START EXTRACTED MATERIAL
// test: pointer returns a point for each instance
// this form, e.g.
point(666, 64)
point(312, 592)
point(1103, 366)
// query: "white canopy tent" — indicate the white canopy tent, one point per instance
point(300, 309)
END EXTRACTED MATERIAL
WORK INSTRUCTION: Retype the listing exactly.

RESULT FOR THIS EXERCISE:
// test: pointer returns a point for each instance
// this form, e.g.
point(666, 64)
point(312, 592)
point(1103, 366)
// query: "white canopy tent" — indicate the white canopy tent, one point per instance
point(300, 309)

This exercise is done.